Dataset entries
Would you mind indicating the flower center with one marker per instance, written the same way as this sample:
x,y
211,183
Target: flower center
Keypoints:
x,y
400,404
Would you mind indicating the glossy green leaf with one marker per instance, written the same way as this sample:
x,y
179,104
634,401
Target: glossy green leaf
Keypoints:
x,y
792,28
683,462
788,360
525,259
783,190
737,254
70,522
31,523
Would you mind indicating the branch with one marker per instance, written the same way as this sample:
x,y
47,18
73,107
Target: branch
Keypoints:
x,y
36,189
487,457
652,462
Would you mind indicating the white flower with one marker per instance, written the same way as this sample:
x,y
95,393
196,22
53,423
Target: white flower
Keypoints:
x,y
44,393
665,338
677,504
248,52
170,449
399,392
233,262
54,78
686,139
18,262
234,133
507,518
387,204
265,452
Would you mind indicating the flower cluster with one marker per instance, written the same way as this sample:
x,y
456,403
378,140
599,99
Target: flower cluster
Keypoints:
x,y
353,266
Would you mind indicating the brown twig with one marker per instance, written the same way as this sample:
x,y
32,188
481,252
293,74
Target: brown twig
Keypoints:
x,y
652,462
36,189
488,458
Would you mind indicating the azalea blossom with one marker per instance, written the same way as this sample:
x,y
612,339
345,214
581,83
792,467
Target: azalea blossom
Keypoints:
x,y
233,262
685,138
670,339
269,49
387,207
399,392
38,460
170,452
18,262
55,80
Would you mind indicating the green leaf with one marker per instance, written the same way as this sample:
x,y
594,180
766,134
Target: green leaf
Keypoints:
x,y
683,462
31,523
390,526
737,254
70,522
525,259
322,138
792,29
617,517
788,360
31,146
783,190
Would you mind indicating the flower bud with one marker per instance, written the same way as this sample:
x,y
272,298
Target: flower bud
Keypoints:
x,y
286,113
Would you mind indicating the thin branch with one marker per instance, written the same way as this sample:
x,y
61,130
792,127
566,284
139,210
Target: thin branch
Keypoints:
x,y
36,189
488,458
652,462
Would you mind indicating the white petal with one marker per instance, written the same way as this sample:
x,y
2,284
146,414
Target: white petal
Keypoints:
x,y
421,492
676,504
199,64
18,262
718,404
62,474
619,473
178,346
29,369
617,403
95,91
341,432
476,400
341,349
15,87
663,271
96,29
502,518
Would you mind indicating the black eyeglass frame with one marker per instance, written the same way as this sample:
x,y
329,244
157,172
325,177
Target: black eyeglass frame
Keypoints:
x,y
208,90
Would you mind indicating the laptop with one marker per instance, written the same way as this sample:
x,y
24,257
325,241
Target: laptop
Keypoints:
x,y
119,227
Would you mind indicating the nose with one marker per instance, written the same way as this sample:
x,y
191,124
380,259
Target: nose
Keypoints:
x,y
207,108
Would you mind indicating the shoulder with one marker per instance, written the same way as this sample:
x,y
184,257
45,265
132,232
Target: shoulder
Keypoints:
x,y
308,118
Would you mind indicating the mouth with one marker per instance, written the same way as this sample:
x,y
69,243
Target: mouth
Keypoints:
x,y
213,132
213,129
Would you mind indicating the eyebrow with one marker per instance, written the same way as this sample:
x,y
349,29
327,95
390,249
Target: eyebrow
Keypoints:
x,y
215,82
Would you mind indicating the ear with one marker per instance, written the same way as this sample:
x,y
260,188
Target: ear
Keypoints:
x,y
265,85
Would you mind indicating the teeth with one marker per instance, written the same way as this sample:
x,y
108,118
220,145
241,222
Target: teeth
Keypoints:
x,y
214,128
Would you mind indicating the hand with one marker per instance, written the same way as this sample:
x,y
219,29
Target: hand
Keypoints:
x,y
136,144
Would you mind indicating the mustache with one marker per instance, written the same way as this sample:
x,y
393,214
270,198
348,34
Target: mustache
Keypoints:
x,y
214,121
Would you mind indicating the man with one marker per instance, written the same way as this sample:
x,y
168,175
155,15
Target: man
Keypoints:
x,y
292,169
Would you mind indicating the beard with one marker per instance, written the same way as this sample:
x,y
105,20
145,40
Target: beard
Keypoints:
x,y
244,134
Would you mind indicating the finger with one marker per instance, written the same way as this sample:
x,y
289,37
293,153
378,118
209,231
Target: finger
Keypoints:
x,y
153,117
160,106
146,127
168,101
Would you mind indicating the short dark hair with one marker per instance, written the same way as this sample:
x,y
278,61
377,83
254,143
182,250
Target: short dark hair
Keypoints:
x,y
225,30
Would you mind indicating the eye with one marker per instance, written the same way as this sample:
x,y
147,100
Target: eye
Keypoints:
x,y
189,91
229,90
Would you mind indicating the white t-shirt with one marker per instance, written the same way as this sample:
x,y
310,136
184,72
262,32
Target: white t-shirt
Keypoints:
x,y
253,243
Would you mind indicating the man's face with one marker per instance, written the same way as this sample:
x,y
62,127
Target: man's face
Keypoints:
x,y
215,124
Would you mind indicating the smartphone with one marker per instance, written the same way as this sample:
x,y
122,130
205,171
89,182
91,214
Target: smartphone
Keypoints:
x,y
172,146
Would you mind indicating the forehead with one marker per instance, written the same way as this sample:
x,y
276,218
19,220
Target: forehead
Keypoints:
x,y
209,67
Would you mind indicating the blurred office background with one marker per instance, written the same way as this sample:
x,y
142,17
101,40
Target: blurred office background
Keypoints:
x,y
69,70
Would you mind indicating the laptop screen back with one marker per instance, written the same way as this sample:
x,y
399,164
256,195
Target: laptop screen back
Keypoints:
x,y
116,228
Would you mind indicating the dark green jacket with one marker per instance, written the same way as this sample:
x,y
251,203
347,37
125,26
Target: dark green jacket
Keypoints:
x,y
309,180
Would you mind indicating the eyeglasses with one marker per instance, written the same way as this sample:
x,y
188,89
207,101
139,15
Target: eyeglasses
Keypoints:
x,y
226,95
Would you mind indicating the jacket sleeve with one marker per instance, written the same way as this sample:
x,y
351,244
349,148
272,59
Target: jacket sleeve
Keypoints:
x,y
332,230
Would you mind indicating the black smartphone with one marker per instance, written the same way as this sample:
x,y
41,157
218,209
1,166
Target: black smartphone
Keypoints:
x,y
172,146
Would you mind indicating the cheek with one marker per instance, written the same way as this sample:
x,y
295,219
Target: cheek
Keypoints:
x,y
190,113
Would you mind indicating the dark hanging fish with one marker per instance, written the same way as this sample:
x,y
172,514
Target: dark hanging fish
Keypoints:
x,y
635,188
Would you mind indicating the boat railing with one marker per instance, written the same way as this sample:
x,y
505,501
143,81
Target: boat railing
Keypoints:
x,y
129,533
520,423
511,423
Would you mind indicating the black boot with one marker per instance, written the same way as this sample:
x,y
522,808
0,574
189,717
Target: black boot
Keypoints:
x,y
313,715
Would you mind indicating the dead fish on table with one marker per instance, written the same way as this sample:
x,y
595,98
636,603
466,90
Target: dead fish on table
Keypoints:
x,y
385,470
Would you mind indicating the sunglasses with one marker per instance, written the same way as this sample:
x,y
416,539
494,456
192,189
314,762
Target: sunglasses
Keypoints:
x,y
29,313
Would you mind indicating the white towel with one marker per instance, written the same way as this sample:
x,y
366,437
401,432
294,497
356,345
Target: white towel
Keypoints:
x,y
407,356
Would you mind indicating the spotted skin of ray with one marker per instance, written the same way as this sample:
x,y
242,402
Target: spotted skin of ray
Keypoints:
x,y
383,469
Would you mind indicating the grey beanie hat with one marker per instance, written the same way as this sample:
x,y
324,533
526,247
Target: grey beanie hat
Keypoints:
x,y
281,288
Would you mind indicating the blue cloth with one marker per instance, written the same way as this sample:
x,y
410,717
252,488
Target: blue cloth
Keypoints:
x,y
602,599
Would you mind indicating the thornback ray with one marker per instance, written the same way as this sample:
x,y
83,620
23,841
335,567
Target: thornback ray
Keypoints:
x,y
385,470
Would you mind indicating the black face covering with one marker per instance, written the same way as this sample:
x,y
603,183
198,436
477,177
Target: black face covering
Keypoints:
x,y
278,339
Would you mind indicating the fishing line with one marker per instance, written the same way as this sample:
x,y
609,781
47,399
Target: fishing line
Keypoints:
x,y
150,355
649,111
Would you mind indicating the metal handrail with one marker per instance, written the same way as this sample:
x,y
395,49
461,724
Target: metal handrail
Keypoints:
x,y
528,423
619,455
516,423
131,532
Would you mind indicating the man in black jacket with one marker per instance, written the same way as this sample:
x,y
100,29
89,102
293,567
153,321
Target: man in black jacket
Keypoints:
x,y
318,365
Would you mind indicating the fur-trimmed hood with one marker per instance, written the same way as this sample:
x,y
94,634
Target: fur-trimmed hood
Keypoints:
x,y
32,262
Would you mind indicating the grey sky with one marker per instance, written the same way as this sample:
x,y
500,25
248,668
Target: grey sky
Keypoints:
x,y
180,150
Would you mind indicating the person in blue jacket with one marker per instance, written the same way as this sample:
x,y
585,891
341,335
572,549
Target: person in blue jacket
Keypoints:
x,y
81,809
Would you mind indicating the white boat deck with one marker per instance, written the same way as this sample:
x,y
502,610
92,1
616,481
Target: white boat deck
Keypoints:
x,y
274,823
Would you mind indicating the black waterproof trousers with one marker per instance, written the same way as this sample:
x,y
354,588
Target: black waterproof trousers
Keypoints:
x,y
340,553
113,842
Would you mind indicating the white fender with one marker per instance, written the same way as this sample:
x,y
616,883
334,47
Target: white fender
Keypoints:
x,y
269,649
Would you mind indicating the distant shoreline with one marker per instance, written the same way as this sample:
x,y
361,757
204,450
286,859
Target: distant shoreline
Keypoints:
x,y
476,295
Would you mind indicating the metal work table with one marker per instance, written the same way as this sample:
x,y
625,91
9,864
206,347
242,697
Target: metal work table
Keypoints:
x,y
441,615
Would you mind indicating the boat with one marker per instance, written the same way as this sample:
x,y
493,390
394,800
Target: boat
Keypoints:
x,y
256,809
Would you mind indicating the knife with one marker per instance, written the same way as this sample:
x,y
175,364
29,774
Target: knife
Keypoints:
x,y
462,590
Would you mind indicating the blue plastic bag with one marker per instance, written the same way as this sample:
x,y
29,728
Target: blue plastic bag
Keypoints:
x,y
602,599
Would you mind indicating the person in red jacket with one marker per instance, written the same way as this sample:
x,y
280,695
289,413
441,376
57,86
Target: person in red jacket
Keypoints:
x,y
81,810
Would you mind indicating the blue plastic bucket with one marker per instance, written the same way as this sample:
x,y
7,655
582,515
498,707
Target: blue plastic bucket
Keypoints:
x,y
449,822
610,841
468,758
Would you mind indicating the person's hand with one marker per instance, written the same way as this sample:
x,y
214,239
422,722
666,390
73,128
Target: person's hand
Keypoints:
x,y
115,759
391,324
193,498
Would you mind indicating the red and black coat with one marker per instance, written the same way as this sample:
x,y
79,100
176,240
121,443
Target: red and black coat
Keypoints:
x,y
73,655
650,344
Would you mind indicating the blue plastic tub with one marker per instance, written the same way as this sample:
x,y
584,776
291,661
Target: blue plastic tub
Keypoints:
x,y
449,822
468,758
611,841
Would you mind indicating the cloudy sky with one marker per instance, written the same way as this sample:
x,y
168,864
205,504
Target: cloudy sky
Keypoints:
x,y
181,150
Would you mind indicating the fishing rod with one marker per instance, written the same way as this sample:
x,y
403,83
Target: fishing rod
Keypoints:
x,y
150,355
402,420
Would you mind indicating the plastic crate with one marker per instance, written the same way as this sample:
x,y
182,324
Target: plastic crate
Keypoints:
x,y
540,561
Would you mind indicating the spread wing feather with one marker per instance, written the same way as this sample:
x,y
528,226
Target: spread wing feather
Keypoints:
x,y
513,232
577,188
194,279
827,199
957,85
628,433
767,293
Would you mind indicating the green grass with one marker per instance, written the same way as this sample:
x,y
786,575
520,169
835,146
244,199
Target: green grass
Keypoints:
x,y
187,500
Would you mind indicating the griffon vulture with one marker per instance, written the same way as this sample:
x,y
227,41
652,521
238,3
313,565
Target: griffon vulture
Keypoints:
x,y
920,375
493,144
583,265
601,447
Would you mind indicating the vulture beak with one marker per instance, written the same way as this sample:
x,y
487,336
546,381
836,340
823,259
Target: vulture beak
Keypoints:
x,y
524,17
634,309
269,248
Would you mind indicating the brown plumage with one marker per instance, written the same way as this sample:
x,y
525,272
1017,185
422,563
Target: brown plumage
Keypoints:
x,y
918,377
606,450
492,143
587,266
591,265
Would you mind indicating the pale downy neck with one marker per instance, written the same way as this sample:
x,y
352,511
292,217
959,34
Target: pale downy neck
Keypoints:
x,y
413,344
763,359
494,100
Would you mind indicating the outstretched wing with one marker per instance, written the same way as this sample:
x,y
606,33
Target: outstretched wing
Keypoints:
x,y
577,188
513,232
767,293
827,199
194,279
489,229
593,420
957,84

EXERCISE INSTRUCTIONS: Reproduce each line of the records in which "railing" appears.

YOUR RESPONSE:
Would you mind indicating the boat railing with one marker per instance, written the same way as this sample:
Target: boat railing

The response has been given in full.